**GOAL OF THE EXERCISE:** Having found the line that holds "Category: terraced house", give that line and all lines after it again, word for word, through the end of the data below.

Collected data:
%%

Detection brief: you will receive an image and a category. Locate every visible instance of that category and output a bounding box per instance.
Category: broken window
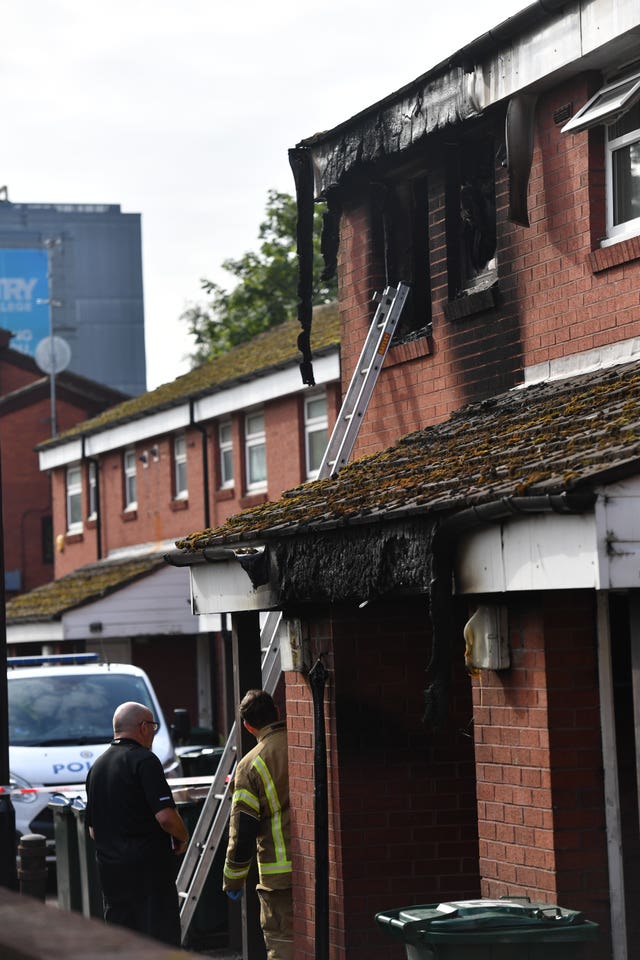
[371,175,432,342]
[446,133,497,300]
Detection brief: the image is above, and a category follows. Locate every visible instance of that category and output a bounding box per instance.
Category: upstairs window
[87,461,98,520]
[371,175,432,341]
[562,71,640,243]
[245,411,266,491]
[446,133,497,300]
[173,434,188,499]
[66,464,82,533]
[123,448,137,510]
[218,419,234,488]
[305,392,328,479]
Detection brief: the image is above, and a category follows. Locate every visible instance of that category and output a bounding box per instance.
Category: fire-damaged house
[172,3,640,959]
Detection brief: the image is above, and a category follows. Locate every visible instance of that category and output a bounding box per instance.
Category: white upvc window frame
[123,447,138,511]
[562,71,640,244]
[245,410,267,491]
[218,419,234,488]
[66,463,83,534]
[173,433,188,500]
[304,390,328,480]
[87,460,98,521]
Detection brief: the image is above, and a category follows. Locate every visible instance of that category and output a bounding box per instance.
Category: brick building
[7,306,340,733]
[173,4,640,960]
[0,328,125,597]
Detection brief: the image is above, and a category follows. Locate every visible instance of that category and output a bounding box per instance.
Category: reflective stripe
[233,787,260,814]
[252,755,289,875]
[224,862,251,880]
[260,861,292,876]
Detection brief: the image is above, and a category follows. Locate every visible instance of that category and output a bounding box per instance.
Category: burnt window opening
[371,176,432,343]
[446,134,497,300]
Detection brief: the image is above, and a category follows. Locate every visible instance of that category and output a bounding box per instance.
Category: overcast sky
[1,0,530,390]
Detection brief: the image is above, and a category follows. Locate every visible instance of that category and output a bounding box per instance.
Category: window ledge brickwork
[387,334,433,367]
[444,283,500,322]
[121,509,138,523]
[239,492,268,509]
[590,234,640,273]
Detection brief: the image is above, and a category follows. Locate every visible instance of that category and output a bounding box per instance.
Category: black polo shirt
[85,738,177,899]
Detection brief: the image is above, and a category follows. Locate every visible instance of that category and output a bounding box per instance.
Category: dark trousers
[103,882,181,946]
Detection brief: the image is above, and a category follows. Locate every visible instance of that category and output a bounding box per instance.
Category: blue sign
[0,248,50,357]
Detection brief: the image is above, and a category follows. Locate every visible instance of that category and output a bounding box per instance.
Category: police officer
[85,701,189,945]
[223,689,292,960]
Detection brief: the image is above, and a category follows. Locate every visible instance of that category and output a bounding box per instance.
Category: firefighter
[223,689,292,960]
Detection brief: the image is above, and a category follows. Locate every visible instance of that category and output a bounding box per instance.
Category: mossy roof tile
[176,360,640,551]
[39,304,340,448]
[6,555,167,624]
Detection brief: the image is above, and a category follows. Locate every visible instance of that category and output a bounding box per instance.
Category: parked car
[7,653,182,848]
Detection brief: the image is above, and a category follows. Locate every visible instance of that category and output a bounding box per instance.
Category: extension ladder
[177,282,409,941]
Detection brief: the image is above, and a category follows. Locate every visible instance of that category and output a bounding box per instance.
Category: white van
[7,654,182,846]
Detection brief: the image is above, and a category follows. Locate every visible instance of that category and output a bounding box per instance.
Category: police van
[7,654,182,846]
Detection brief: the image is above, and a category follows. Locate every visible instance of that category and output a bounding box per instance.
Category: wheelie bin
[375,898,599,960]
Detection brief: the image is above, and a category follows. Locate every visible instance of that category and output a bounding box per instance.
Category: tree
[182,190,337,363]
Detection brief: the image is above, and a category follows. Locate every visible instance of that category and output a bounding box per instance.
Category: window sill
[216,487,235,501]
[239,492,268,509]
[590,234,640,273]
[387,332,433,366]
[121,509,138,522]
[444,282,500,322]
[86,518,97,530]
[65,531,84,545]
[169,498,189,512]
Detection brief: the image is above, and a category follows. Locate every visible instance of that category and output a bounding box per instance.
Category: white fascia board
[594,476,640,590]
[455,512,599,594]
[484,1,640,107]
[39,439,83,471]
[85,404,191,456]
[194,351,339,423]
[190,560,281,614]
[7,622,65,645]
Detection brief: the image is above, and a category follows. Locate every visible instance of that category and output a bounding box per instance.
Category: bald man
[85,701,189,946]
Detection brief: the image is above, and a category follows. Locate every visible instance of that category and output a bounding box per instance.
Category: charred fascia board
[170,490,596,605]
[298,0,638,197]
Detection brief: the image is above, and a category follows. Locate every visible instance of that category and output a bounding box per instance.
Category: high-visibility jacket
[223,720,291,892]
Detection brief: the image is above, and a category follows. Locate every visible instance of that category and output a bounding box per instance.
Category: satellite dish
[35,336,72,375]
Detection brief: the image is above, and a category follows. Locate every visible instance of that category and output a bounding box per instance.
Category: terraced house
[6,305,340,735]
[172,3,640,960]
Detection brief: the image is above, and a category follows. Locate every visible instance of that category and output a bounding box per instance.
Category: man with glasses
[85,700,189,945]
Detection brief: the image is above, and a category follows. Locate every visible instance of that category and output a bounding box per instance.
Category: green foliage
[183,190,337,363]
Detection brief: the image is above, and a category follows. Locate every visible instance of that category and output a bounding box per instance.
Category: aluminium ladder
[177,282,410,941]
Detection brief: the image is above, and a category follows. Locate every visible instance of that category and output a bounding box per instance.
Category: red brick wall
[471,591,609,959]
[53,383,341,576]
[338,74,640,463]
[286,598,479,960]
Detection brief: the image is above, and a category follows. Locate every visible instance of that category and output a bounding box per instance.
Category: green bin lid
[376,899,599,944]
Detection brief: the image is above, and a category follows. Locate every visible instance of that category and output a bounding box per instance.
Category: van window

%%

**RESULT:**
Category: terraced house
[6,305,340,735]
[172,3,640,960]
Detection brief: the image is above, and a category follows. Locate every visible instance of that category and output a bounding box per instance.
Category: man with glasses
[85,700,189,945]
Detection brief: the image is above, and a category follows. Locate every visible instance of that category and output a bounding box per instance.
Category: green foliage
[183,190,337,363]
Detection brief: the image is above, and a category follows. Locate every visible instance of that category and output a bounding box per instance.
Category: aluminium ladder
[177,282,410,941]
Detection brief: the image is above, and a category follows. Locate every visible instance of that category and output a bounding box per instance.
Category: red brick wall
[471,591,609,959]
[53,383,341,576]
[338,74,640,463]
[286,598,479,960]
Detection brief: the image is above, and a category follows. Locate every visible instance of that category and output a bounding box per instance.
Category: green bin lid
[376,899,599,944]
Detection brief: the image is above, and a category follows. Locate every visible instance of that category and output a bounding box per instance.
Category: van window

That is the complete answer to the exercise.